Work to complete:
Begin at the line that contains "the dirt patch" and repeat every line from there to the end of the records below, inclusive, without adding any other line.

Point placement records
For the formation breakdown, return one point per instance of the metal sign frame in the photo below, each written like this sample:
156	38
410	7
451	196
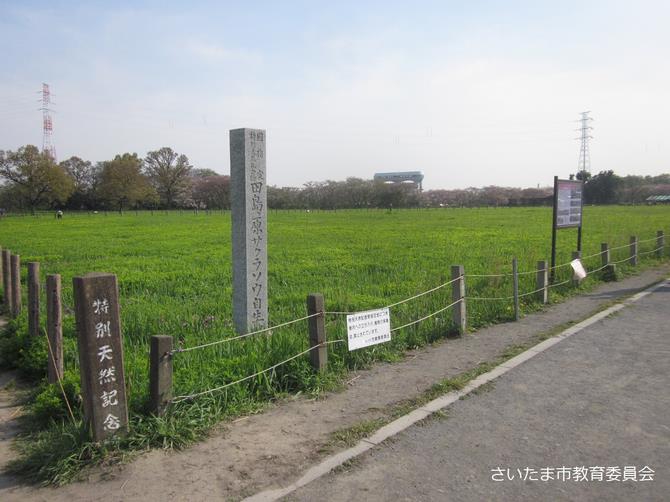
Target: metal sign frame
555	225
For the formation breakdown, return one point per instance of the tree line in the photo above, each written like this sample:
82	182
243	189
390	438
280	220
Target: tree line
162	179
166	179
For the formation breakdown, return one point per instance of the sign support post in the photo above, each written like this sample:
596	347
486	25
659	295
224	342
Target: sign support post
568	210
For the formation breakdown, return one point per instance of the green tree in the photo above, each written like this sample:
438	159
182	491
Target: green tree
85	177
122	183
169	174
602	188
35	177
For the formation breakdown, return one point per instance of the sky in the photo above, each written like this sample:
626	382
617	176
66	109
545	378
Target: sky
470	93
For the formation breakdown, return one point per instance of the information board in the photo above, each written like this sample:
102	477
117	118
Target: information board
569	204
368	328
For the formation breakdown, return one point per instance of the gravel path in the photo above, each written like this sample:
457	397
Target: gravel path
600	398
270	449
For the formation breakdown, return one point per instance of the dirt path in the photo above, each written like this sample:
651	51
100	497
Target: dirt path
266	450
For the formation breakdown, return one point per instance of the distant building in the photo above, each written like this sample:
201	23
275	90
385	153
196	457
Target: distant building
415	177
658	199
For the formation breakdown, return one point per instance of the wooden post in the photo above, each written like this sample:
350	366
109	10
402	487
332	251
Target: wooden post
660	243
16	285
515	277
633	250
575	256
317	332
160	373
7	280
604	254
542	281
54	328
34	298
96	302
458	293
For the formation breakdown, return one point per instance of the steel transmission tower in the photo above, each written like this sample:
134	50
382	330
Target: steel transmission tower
584	152
47	124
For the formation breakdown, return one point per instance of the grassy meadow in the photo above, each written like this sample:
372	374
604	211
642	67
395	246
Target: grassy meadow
174	272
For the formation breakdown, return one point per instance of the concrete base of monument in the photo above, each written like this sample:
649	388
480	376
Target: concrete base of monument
274	449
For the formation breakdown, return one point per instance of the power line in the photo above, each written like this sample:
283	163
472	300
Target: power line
584	163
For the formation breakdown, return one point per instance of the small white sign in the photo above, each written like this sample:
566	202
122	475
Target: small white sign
368	328
579	270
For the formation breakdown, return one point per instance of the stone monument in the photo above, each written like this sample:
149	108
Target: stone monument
249	230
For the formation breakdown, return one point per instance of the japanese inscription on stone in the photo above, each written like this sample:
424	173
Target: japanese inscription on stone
100	353
249	232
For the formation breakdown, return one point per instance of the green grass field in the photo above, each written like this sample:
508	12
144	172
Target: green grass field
174	272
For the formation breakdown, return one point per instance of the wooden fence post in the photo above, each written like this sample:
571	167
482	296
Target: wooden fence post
515	277
54	328
604	254
575	256
633	250
7	289
16	285
160	373
34	298
660	243
542	281
458	295
317	331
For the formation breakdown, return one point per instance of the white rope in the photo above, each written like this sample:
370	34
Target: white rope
594	255
492	298
597	270
652	251
647	240
559	283
421	294
225	340
401	301
179	399
428	316
532	292
487	275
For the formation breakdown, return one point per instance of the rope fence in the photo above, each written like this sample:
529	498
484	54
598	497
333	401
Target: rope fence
246	335
186	397
319	344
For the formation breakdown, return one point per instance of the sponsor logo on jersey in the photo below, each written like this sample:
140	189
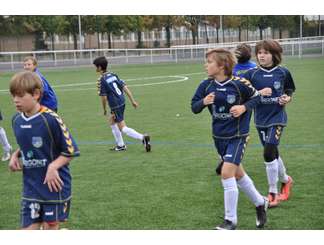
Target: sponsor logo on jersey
34	163
37	141
221	109
230	98
26	126
274	100
277	85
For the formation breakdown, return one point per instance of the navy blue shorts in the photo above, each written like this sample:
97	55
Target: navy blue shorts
118	113
270	135
35	212
231	150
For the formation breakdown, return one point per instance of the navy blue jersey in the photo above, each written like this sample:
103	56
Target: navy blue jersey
269	112
49	97
42	138
234	91
241	68
111	86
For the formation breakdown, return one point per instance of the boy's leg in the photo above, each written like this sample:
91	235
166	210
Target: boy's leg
5	145
53	214
117	134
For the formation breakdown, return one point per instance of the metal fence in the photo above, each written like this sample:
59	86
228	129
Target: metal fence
188	53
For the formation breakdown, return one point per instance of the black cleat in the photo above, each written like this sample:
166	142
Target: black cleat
219	168
261	211
226	225
147	143
119	148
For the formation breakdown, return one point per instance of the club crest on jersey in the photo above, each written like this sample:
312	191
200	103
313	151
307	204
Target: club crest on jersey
221	109
230	98
37	141
277	85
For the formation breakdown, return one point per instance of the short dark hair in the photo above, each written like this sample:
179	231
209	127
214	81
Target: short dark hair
102	62
272	47
243	53
25	82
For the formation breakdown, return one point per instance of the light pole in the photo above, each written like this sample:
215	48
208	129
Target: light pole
80	34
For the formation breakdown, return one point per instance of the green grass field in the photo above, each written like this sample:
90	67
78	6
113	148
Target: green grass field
174	186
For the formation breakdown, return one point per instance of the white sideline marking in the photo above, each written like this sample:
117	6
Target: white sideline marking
181	78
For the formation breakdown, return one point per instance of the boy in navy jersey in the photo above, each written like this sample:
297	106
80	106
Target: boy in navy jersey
229	100
243	55
111	89
49	97
45	149
5	143
270	116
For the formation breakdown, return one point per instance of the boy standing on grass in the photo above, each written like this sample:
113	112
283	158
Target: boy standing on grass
45	147
229	100
270	116
49	97
111	89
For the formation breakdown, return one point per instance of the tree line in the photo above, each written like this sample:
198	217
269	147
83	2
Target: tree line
48	26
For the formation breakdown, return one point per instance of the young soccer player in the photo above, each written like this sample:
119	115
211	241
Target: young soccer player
111	89
49	98
270	116
228	100
243	54
5	143
45	149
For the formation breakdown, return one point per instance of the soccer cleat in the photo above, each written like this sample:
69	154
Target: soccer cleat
261	211
274	200
147	143
286	189
6	156
119	148
226	225
219	168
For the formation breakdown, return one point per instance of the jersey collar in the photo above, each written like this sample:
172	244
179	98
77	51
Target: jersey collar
225	82
271	70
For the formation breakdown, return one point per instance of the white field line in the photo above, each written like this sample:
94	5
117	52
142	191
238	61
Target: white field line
181	78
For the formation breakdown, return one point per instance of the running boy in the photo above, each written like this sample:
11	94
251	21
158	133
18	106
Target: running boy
45	147
228	99
49	97
270	116
111	89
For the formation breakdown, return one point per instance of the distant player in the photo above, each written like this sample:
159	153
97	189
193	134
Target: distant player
228	99
243	54
45	149
111	89
49	98
270	116
5	143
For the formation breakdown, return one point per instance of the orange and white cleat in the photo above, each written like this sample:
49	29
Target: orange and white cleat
286	189
274	200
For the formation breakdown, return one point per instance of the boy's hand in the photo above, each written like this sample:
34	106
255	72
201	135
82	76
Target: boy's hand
14	163
237	110
209	99
284	99
52	179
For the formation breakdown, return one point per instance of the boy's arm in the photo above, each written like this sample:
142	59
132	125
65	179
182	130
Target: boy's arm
104	104
52	178
14	164
130	96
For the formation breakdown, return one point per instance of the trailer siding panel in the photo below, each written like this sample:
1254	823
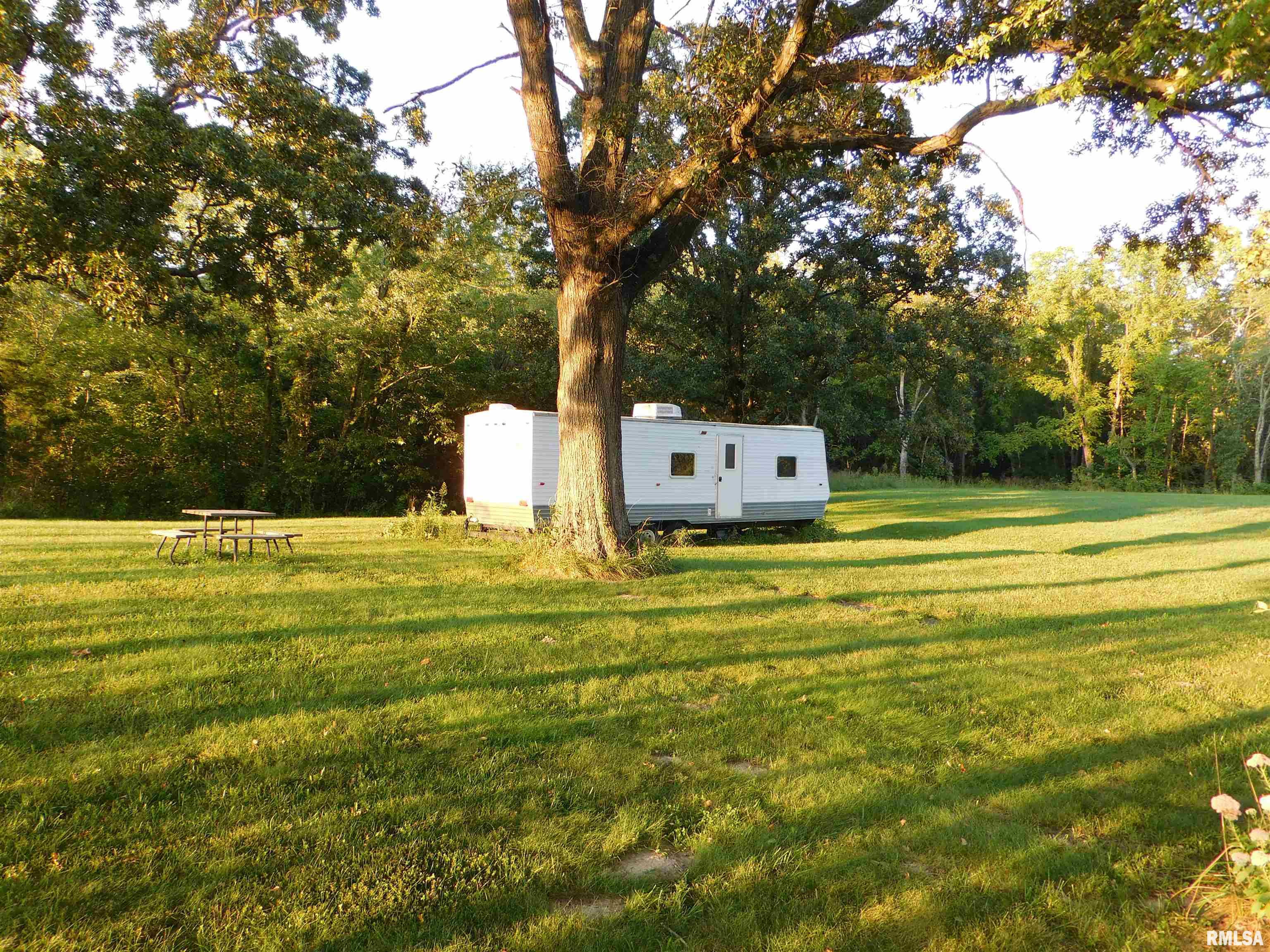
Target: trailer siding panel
504	468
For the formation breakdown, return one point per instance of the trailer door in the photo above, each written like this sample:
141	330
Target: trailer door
730	452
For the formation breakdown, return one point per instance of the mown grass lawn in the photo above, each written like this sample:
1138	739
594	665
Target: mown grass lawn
990	720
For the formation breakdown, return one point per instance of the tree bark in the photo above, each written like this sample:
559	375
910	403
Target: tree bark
1262	438
591	500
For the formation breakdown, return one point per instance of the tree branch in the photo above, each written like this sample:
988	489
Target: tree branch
542	103
430	90
585	49
795	40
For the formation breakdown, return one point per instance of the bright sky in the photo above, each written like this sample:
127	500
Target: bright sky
411	46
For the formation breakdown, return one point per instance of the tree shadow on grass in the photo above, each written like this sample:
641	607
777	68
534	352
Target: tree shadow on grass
427	870
1230	532
401	643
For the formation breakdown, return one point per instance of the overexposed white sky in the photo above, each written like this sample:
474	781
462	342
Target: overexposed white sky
418	43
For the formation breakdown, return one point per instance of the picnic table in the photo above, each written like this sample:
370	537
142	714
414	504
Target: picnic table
223	514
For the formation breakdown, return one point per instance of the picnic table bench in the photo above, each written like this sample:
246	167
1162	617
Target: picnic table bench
252	537
223	514
176	536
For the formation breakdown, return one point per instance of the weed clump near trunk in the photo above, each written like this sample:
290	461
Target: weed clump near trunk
547	552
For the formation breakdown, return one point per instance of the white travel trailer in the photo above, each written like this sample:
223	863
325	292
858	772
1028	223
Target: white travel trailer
678	473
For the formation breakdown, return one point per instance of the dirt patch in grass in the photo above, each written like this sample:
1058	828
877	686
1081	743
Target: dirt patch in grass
857	606
653	865
590	907
703	705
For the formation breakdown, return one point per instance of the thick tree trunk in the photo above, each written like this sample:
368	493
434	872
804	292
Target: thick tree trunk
591	502
1086	450
1262	438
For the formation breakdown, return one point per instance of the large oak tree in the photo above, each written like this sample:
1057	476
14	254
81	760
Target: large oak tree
665	125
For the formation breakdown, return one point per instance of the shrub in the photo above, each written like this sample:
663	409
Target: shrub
819	531
1246	833
428	519
547	554
850	480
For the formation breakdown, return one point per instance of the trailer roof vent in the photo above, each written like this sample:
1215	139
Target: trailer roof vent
658	412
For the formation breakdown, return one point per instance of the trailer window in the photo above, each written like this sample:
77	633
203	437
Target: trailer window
684	464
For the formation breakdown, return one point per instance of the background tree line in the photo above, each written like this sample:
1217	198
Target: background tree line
882	302
212	290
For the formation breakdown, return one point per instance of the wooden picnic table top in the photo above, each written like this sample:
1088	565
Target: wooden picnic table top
228	513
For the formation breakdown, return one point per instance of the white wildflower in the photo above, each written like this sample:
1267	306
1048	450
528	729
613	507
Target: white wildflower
1227	807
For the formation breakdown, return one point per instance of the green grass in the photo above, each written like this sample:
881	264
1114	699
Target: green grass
403	744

Response for this exercise:
For the formation breakdown, return one point per instance of the dirt patch in grass in the photo above, each written like this sample:
1058	828
877	686
1081	743
Target: dirt patch in grass
857	606
653	865
590	907
703	705
For the formation breakdown, return one point per instance of the thick tree trunk in the photo above, each written like this sample:
368	493
434	872
804	292
Target: thick tree trunk
591	502
1086	450
1262	438
For the formation breakdown, return one point per instance of the large oak tree in the photo above, each written like this sample:
1057	476
14	254
81	760
Target: large oak tree
665	125
For the formation breakdown, return one point per instance of the shrub in the photo above, each written like this sample:
663	409
Target: shrub
819	531
1246	833
428	519
547	554
850	480
For the formation breakdown, return one point per instance of the trailer roof vent in the photo above, each written like this sample:
1215	139
Target: trailer roof vent
658	412
For the formation breakdown, return one point per instance of the trailer window in the photo above, each written like this sample:
77	633
203	437
Target: trailer window
684	464
For the formation breakdown, return one point per instance of the background tree line in the photo above, each written like this sample:
1217	198
Target: background tree line
882	302
212	290
For the formation breakdown, return one point per instance of the wooden picnic table top in the photo above, each written like this sample:
1088	565
Target: wooden picnic table top
228	513
For the formation breakdown, return one point per instance of the white wildflower in the photo above, each written like this sample:
1267	306
1048	450
528	729
613	507
Target: white wildflower
1227	807
For the formation breakdown, return one point per instance of the green grass in the photo above, each written like this sample:
881	264
1114	699
Target: green grass
403	744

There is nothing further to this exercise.